• Stated problem 1
Copy everything in the buffer lookup thread from "On 12 September" down to "collisions, if any?".
• Stated problem 2
Write the next part of the mailing-list thread on buffer lookups, picking up after its last line.

• Document extract
-- Start --
On 12 September 2015 at 21:19, Andres Freund <and...@anarazel.de> wrote:
> On 2015-09-12 13:12:26 +0100, Simon Riggs wrote:
> > Why do we have to do buffer lookups using the full buffer tag?
> We don't necessarily.
> > Why not just use (relNode, blockNum) and resolve hash collisions, if any?
> I tried that and unfortunately it came out as a negative - the number of
> collision gets higher and collisions in a hashtable will often imply a
> cache miss. You can even see the comparison function rising in the
> I've actually changed course a bit and I'm trying something different: A
> two level structure. One hashtable that maps (RelFileNode, ForkNumber)
> to a 'open relation' data structure, and from there a radix tree over
> just the block number. To avoid having to look up in the hashtable
> frequently there's a pointer in RelationData to a fork's radix tree.
> This seems to have several advantages:
> * It doesn't require changes to the physical representation
> * A radix tree allows ordered traversal, allowing for efficient
> prefetching et al.
-- End --
• Source data
-- Start --
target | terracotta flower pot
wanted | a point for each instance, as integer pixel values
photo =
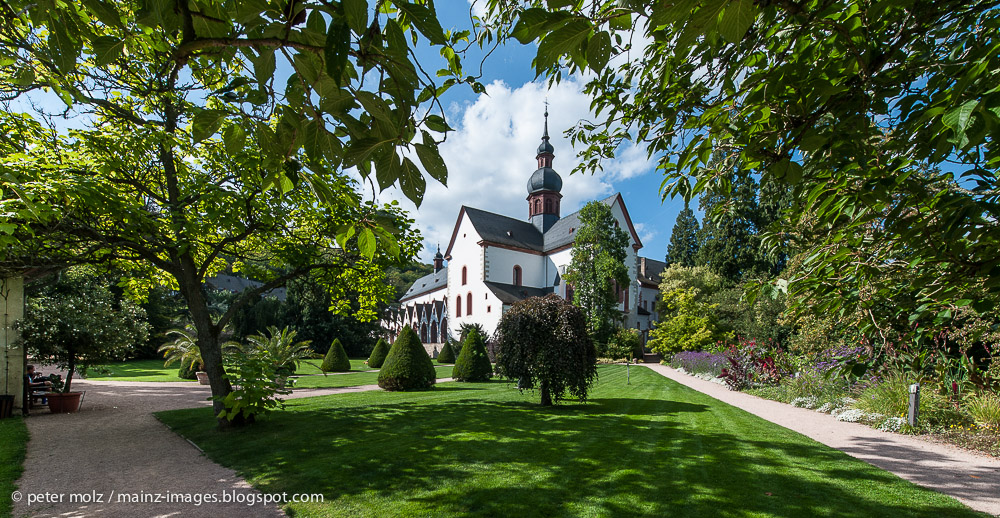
-- End --
• Expected answer 1
On 12 September 2015 at 21:19, Andres Freund <and...@anarazel.de> wrote:
> On 2015-09-12 13:12:26 +0100, Simon Riggs wrote:
> > Why do we have to do buffer lookups using the full buffer tag?
> We don't necessarily.
> > Why not just use (relNode, blockNum) and resolve hash collisions, if any?

• Expected answer 2
Could be very important... some benchmarks of whether that was worthwhile
would really help
> * The ability to efficiently get all pages that belong to a relation
> makes dropping/truncating tables radically more efficient than now.
Not very important, since there are other approaches
> * A single lookup in the radix tree is on average significantly faster
> than in the hash table. I've measured ~350 vs 60 cycles in a
> nonconcurrent workload and ~820 vs 72~ cycles in a concurrent
> workload, using a recorded buffer access traces.
> * Having a 'open relation' representation in shared memory also makes it
> much easier to implement more efficient relation extension and
> truncation - we can have pointers in there that signal how far the
> relation has been extended and how far it has been initialized.
Probably important, for extension
> The biggest disadvantage is that it's a good bit more complex than what
> we have right now. That we need dynamically many radix trees makes
> memory management nontrivial.
Which might mean we lose benefit by requiring many additional memory
> Sounds halfway sane?
I think it is a good research direction, as long as we get the focus right.
Another similar approach is direct allocation of chunks of memory for
in-memory access. That would be much less flexible, but access would be in
<5 cycles. I mention this for comparison only.
So if the focus is on more efficient and reasonably flexible access to data
in memory, then it sounds good.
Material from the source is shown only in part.